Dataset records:
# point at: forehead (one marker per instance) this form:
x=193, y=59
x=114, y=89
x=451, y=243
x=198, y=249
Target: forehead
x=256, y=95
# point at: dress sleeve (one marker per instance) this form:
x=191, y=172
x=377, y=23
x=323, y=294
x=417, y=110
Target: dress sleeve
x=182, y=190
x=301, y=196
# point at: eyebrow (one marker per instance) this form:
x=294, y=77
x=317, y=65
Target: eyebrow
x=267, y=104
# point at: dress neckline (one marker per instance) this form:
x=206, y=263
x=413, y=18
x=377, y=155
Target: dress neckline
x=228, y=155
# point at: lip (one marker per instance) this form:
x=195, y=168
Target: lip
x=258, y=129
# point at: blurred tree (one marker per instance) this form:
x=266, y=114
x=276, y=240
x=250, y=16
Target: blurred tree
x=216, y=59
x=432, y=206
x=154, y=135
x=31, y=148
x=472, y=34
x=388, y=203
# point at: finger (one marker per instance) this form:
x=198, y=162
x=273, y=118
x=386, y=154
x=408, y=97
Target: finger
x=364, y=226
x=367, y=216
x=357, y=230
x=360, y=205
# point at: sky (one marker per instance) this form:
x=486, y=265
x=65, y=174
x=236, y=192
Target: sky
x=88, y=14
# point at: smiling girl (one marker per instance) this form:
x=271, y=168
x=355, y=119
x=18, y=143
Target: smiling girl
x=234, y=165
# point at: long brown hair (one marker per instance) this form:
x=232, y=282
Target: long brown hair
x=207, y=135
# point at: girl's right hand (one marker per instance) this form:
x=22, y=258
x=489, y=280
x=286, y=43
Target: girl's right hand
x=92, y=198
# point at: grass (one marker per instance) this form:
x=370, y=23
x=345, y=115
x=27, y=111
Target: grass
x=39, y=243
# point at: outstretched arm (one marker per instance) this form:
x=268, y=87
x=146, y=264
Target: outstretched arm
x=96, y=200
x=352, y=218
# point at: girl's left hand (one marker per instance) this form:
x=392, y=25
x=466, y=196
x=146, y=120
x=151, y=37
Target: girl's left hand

▶ **Task item**:
Each line of the records that holds the word "left" should be copied out.

▶ **Exercise result**:
# point at: girl's left hand (one marker per instance) this form:
Target: girl's left hand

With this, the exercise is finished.